**Exercise prompt**
Report each line in the listing below that contains the word "point".

**Supplied records**

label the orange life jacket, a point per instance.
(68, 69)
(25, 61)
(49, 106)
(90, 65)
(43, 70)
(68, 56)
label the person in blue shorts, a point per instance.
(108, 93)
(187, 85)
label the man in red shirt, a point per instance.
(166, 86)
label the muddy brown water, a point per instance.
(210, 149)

* * *

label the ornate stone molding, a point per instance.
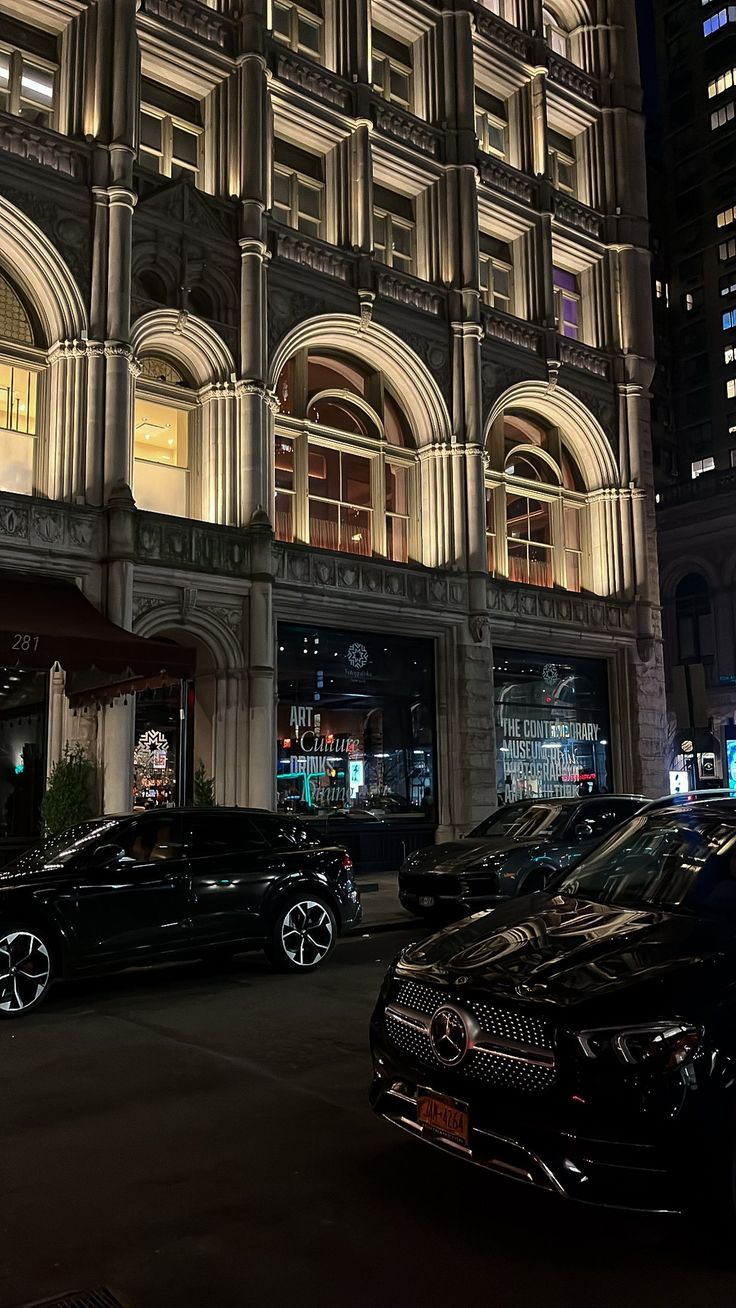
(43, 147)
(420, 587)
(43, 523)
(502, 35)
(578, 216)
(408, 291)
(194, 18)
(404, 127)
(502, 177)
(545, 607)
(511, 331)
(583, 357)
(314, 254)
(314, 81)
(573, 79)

---

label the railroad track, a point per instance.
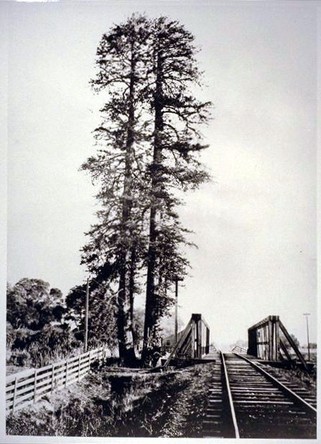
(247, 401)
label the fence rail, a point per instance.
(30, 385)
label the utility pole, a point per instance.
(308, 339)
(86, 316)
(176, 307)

**Exercise answer**
label the orange life jacket, a point per instance.
label the person in blue shorts, a point per instance.
label the man in red shirt, a point per instance.
label the muddy brown water, a point per instance.
label the ornate stone molding, a point per instance.
label the railroad track, a point per instance.
label the fence rail, a point per instance.
label the utility pole, a point per instance.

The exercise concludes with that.